Objective = Copy the rows below word for word, from the first line through the line that contains "(1016, 824)", including both of those lines.

Input records =

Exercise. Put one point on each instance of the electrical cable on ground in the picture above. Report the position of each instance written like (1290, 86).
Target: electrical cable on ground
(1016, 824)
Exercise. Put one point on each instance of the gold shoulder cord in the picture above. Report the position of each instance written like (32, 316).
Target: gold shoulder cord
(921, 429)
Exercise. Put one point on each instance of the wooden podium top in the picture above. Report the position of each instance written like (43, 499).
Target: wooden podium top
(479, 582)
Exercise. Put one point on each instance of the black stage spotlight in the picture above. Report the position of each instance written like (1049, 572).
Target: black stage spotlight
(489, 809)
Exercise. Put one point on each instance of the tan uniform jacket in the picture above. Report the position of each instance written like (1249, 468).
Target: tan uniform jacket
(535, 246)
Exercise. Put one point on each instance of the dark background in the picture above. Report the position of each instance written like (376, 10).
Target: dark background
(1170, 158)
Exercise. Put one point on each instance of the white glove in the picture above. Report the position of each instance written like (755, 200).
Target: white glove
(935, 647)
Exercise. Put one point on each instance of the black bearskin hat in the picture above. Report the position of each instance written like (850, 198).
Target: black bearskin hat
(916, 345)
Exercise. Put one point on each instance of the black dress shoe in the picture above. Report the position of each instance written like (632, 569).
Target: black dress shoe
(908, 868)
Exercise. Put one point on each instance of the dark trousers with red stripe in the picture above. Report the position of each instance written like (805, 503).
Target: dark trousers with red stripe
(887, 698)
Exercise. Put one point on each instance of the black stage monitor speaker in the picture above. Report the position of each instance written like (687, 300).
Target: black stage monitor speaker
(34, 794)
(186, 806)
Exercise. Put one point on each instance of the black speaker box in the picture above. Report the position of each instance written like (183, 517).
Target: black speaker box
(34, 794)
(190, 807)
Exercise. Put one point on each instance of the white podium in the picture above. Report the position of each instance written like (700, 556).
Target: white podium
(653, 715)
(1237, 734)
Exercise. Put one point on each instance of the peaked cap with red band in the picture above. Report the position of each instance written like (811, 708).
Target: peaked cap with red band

Answer to this task =
Exercise. Put one point on each instance of the electrical cable on ground in the picture above. Report the position of each instance written like (1290, 86).
Target: electrical cable on ground
(1016, 824)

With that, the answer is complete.